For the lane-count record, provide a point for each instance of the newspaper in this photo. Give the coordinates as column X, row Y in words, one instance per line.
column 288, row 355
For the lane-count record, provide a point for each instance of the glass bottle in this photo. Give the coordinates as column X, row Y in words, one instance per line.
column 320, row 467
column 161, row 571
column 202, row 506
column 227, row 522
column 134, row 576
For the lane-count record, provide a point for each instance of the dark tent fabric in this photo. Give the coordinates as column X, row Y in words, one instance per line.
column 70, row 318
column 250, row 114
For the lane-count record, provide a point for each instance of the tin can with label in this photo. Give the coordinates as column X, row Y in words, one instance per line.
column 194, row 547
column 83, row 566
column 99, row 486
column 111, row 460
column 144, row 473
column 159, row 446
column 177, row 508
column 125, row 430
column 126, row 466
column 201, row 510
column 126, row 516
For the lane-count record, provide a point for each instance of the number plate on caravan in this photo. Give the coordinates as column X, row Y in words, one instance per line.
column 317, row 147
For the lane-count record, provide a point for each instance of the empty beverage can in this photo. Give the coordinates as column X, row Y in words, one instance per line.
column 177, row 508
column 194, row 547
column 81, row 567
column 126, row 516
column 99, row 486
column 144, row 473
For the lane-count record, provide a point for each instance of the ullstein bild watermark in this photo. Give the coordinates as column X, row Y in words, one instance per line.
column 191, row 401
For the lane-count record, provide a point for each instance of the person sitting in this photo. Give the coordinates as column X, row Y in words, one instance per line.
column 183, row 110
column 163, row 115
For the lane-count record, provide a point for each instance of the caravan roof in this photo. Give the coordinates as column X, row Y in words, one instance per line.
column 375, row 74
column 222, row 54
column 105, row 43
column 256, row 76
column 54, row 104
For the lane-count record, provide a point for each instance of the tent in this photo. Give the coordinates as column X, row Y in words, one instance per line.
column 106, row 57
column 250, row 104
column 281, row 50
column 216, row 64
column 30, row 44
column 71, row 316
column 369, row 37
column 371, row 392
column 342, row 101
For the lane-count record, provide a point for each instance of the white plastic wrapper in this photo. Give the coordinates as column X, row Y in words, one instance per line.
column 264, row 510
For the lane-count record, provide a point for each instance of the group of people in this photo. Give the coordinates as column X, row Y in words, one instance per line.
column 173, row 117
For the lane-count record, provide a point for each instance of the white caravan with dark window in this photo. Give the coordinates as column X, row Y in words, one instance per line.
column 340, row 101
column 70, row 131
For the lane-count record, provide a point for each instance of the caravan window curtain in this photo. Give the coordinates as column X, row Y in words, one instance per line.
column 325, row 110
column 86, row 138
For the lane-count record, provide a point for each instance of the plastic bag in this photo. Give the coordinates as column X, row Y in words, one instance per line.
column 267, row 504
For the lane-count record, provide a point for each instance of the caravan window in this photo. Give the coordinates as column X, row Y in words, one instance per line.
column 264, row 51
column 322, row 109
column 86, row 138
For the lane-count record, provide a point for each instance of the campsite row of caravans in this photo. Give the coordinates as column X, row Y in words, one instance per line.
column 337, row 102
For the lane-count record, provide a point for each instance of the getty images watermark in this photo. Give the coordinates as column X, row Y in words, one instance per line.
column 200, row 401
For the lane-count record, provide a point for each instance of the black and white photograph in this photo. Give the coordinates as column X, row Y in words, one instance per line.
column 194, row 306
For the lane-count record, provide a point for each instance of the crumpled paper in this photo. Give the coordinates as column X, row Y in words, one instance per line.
==*==
- [TASK GOAL]:
The entries above are to be transcribed in full and without error.

- [RESULT]:
For the lane-count record, provide a point for each instance of the newspaper in this photo. Give the coordinates as column X, row Y in words, one instance per line.
column 288, row 355
For the lane-count record, provide a point for each instance of the glass bottle in this photo. Give the coordinates as column X, row Y in words, one instance per line.
column 320, row 467
column 161, row 571
column 202, row 506
column 227, row 522
column 134, row 576
For the lane-count record, provide a point for each instance of the dark tent fabric in this photo. Give the coordinates as column X, row Y in words, one instance per line.
column 70, row 318
column 250, row 114
For the lane-count record, provide a point for each instance of the tin can with label in this photo. Give the coordinates as column X, row Y in words, one instance per line.
column 194, row 547
column 83, row 566
column 99, row 486
column 111, row 460
column 144, row 473
column 159, row 446
column 177, row 508
column 125, row 430
column 126, row 466
column 201, row 510
column 126, row 516
For the lane-count record, provide a point for each instance of the number plate on caravan in this photo. Give the coordinates as column X, row Y in words, one instance per line.
column 317, row 147
For the lane-count record, provide a point for each instance of the empty beverage can in this photo. Give the coordinates as column X, row Y in words, one instance per line.
column 177, row 508
column 194, row 547
column 81, row 567
column 126, row 516
column 99, row 486
column 144, row 473
For the lane-count record, provide a point for each instance of the ullstein bild watermark in this photo. Give the coordinates as column X, row Y in words, one instance per line.
column 191, row 401
For the lane-count record, provide a point for each instance of the person sitting in this photo. Give the coordinates as column X, row Y in words, one instance per line.
column 183, row 110
column 163, row 115
For the lane-count record, provide a point for each instance of the caravan roof in this photo. Give the coordinates as column X, row Y in words, one instance per line.
column 375, row 74
column 222, row 54
column 105, row 43
column 256, row 76
column 54, row 104
For the lane-count record, provide a point for each instance of the tent in this photo. Give the coordinates as column X, row Y in words, one instance per line.
column 106, row 57
column 250, row 104
column 281, row 50
column 216, row 64
column 30, row 44
column 71, row 316
column 369, row 37
column 371, row 392
column 342, row 101
For the lane-count record, provide a point for each instance of the white plastic wrapper in this photo. Give the coordinates as column X, row Y in words, one instance per line.
column 264, row 510
For the lane-count record, provide a point for each instance of the group of people in this photo. Give the coordinates as column X, row Y in words, one instance per line.
column 173, row 117
For the lane-count record, provide a point for each instance of the white caravan with dark window in this photo. Give the coordinates as column X, row Y in words, one instance per line.
column 340, row 101
column 70, row 131
For the lane-count record, provide a point for each instance of the caravan window curtain in this photo. Give the coordinates as column X, row Y in words, one instance per line.
column 325, row 110
column 86, row 138
For the lane-count record, provide a point for each instance of the plastic bag in this photo. Give the coordinates as column X, row Y in words, one instance per line.
column 267, row 504
For the lane-count record, provide a point for each instance of the caravan window in this photo. Give the coordinates as column X, row Y in words, one instance per line.
column 264, row 51
column 322, row 109
column 86, row 138
For the lane-count record, provide a point for each instance of the campsite row of caravans in this photo. Give the coordinates as column X, row Y in words, one instance per line.
column 337, row 102
For the lane-count record, provide a point for each instance of the getty images watermark in this photo. Give the coordinates as column X, row Y in words, one instance per line.
column 200, row 401
For the lane-count record, provide a point for each instance of the black and white photograph in this photo. Give the coordinates as column X, row Y in words, one instance per line.
column 194, row 306
For the lane-count record, provide a point for each instance of the crumpled paper in this photo. Give the coordinates as column X, row Y in words, one instance per line.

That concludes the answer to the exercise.